Document excerpt -
________________________

<antirez>

antirez 3948 days ago. 448538 views.
Generally speaking, I love randomized algorithms, but there is one I love particularly since even after you understand how it works, it still remains magical from a programmer point of view. It accomplishes something that is almost illogical given how little it asks for in terms of time or space. This algorithm is called HyperLogLog, and today it is introduced as a new data structure for Redis.

Counting unique things
===

Usually counting unique things, for example the number of unique IPs that connected today to your web site, or the number of unique searches that your users performed, requires to remember all the unique elements encountered so far, in order to match the next element with the set of already seen elements, and increment a counter only if the new element was never seen before.

This requires an amount of memory proportional to the cardinality (number of items) in the set we are counting, which is, often absolutely prohibitive.

There is a class of algorithms that use randomization in order to provide an approximation of the number of unique elements in a set using just a constant, and small, amount of memory. The best of such algorithms currently known is called HyperLogLog, and is due to Philippe Flajolet.

HyperLogLog is remarkable as it provides a very good approximation of the cardinality of a set even using a very small amount of memory. In the Redis implementation it only uses 12kbytes per key to count with a standard error of 0.81%, and there is no limit to the number of items you can count, unless you approach 2^64 items (which seems quite unlikely).

The algorithm is documented in the original paper [1], and its practical implementation and variants were covered in depth by a 2013 paper from Google [2].

[1] http://algo.inria.fr/flajolet/Publications/FlFuGaMe07.pdf
[2] http://static.googleusercontent.com/media/research.google.com/en//pubs/archive/40671.pdf

How it works?
===

There are plenty of wonderful resources to learn more about HyperLogLog, such as [3].

[3] http://blog.aggregateknowledge.com/2012/10/25/sketch-of-the-day-hyperloglog-cornerstone-of-a-big-data-infrastructure/

Here I’ll cover only the basic idea using a very clever example found at [3]. Imagine you tell me you spent your day flipping a coin, counting how many times you encountered a non interrupted run of heads. If you tell me that the maximum run was of 3 heads, I can imagine that you did not really flipped the coin a lot of times. If instead your longest run was 13, you probably spent a lot of time flipping the coin.

However if you get lucky and the first time you get 10 heads, an event that is unlikely but possible, and then stop flipping your coin, I’ll provide you a very wrong approximation of the time you spent flipping the coin. So I may ask you to repeat the experiment, but this time using 10 coins, and 10 different piece of papers, one per coin, where you record the longest run of heads. This time since I can observe more data, my estimation will be better.

________________________

(Object detection data)
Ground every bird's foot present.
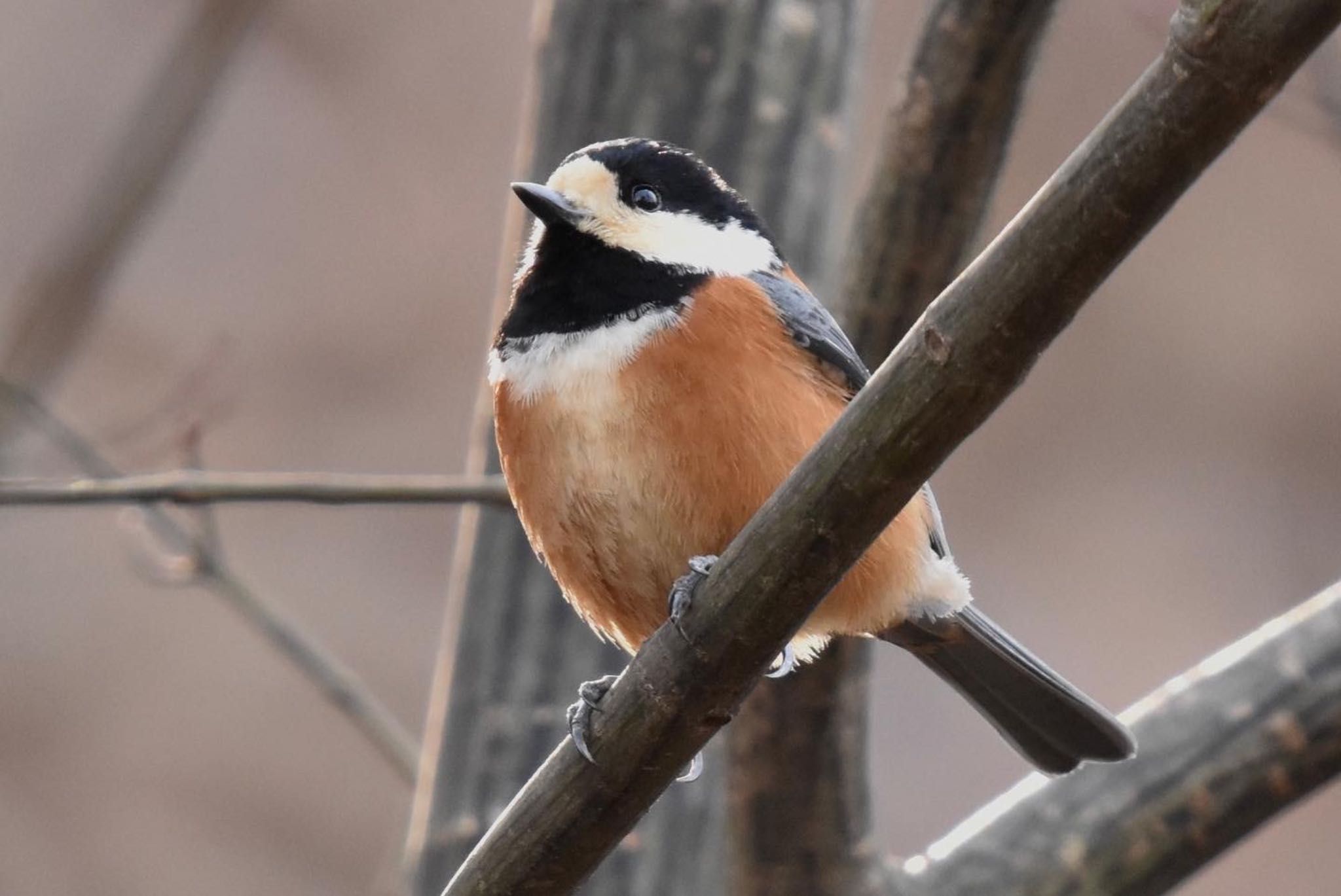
[763,643,801,679]
[667,554,798,678]
[667,554,718,643]
[568,675,619,764]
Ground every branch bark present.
[0,469,511,507]
[0,0,270,444]
[727,0,1054,896]
[0,380,418,782]
[447,0,1341,896]
[409,0,862,896]
[892,583,1341,896]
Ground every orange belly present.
[495,279,928,653]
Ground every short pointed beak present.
[512,183,590,226]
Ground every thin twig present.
[889,583,1341,896]
[445,0,1341,896]
[0,0,270,442]
[0,469,509,506]
[0,381,418,783]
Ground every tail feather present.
[878,605,1136,774]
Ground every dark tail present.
[878,605,1136,774]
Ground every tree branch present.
[728,0,1054,896]
[447,0,1341,896]
[893,583,1341,896]
[408,0,869,896]
[0,381,418,783]
[0,469,511,507]
[0,0,270,444]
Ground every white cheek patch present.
[582,209,781,276]
[512,221,544,293]
[547,156,782,276]
[490,302,688,401]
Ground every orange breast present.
[495,278,927,652]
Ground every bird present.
[488,138,1136,777]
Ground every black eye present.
[629,184,661,212]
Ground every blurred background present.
[0,0,1341,896]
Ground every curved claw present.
[676,753,703,783]
[763,644,798,679]
[667,554,718,641]
[567,675,619,764]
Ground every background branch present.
[894,583,1341,896]
[0,469,511,506]
[0,381,418,782]
[0,0,270,445]
[727,0,1053,896]
[447,0,1341,895]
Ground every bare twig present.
[447,0,1341,896]
[728,0,1054,896]
[0,0,270,442]
[0,469,509,506]
[0,381,418,782]
[892,583,1341,896]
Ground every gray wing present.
[750,271,949,557]
[750,271,870,391]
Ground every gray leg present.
[568,675,619,764]
[667,554,718,641]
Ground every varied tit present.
[490,139,1135,774]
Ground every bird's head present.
[512,138,782,275]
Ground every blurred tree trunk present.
[727,0,1054,896]
[409,0,865,896]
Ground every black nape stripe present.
[581,139,774,236]
[495,226,707,345]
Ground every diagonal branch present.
[0,469,511,507]
[0,380,418,783]
[728,0,1054,896]
[447,0,1341,896]
[893,583,1341,896]
[0,0,270,444]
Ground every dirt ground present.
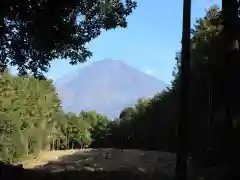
[22,149,176,176]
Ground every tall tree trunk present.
[176,0,191,180]
[222,0,239,179]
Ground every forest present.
[0,1,240,180]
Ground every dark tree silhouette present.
[176,0,191,180]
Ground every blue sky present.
[48,0,220,83]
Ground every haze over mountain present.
[55,60,166,118]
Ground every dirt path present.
[23,149,175,175]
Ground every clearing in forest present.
[22,148,176,176]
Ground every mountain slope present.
[56,60,166,118]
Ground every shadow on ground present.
[35,149,176,176]
[0,149,232,180]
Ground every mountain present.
[55,60,166,118]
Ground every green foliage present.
[0,73,109,163]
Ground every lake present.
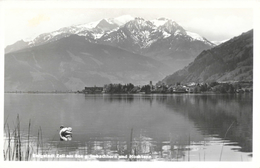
[4,93,253,161]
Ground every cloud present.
[183,15,253,40]
[28,14,50,27]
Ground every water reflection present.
[5,94,252,161]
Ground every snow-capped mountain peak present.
[109,15,135,26]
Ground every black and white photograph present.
[1,1,260,167]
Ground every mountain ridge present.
[161,30,253,84]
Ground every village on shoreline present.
[77,81,253,94]
[5,81,253,94]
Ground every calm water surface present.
[4,94,252,161]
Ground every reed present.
[3,114,43,161]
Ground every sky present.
[3,1,253,46]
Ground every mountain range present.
[161,30,253,84]
[5,15,250,91]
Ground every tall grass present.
[3,115,43,161]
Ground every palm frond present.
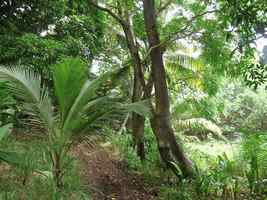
[0,66,53,128]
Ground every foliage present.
[0,133,90,200]
[214,79,267,132]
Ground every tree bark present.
[143,0,194,176]
[122,15,145,160]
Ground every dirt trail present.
[73,143,156,200]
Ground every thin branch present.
[143,9,220,61]
[156,0,173,16]
[89,0,125,25]
[230,35,264,58]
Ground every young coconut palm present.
[0,59,151,187]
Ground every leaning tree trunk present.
[122,15,145,160]
[143,0,194,176]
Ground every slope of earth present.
[73,143,157,200]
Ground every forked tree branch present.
[89,0,126,25]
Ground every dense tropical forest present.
[0,0,267,200]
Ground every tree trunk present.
[123,16,145,160]
[143,0,194,176]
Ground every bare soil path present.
[73,143,157,200]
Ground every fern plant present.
[0,58,148,188]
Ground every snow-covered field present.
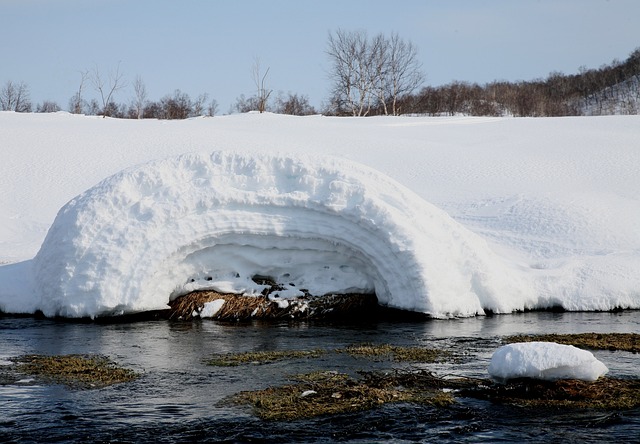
[0,112,640,317]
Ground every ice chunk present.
[489,342,609,381]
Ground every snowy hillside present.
[0,112,640,316]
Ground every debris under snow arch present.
[34,151,531,317]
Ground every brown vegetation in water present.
[461,377,640,410]
[229,371,453,420]
[169,291,378,321]
[505,333,640,353]
[12,355,138,388]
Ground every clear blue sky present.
[0,0,640,113]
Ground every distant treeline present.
[0,45,640,119]
[392,49,640,117]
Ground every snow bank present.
[489,342,609,381]
[0,112,640,316]
[33,152,532,317]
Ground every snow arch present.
[34,151,528,317]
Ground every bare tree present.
[275,93,316,116]
[0,80,31,113]
[229,94,260,113]
[133,75,147,119]
[207,99,218,117]
[327,29,424,116]
[191,93,209,117]
[251,58,271,113]
[36,100,61,113]
[327,29,371,116]
[385,33,424,116]
[69,71,89,114]
[91,63,125,117]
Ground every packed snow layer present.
[489,342,609,381]
[0,112,640,315]
[28,152,532,317]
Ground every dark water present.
[0,311,640,443]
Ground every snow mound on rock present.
[489,342,609,381]
[33,151,533,317]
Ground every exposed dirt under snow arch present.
[34,151,532,317]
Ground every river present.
[0,311,640,443]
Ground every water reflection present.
[0,311,640,442]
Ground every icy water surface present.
[0,311,640,443]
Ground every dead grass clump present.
[205,349,325,367]
[461,377,640,410]
[12,355,138,388]
[337,344,452,363]
[230,372,453,420]
[505,333,640,353]
[169,290,378,321]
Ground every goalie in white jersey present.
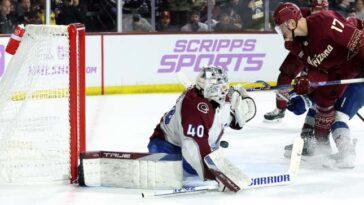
[148,66,256,180]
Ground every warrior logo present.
[307,45,334,67]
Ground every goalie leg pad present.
[204,149,251,192]
[80,151,183,189]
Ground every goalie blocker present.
[79,151,183,189]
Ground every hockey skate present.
[264,108,286,121]
[323,139,357,169]
[284,135,332,158]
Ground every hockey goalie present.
[79,66,256,192]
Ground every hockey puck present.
[220,140,229,148]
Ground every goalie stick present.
[246,78,364,92]
[142,137,303,198]
[176,72,364,92]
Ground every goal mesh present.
[0,25,84,182]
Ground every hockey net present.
[0,24,85,182]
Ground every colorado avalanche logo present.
[197,102,209,114]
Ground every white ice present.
[0,92,364,205]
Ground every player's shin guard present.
[314,105,335,142]
[332,112,356,168]
[264,96,287,121]
[284,108,317,158]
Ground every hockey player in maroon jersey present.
[273,3,363,167]
[264,0,329,121]
[148,66,256,187]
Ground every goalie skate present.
[264,108,286,122]
[284,136,331,158]
[322,139,357,169]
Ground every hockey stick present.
[356,112,364,121]
[142,137,303,198]
[246,78,364,92]
[246,137,303,189]
[142,185,218,198]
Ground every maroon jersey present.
[151,87,231,178]
[292,10,363,72]
[290,10,363,107]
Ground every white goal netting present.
[0,25,83,182]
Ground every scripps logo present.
[307,45,334,67]
[158,38,266,73]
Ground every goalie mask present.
[196,66,229,105]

________________________

Task directions - According to the HyperLogLog text, how much memory does the Redis implementation use per key?

Written answer - 12 kbytes per key.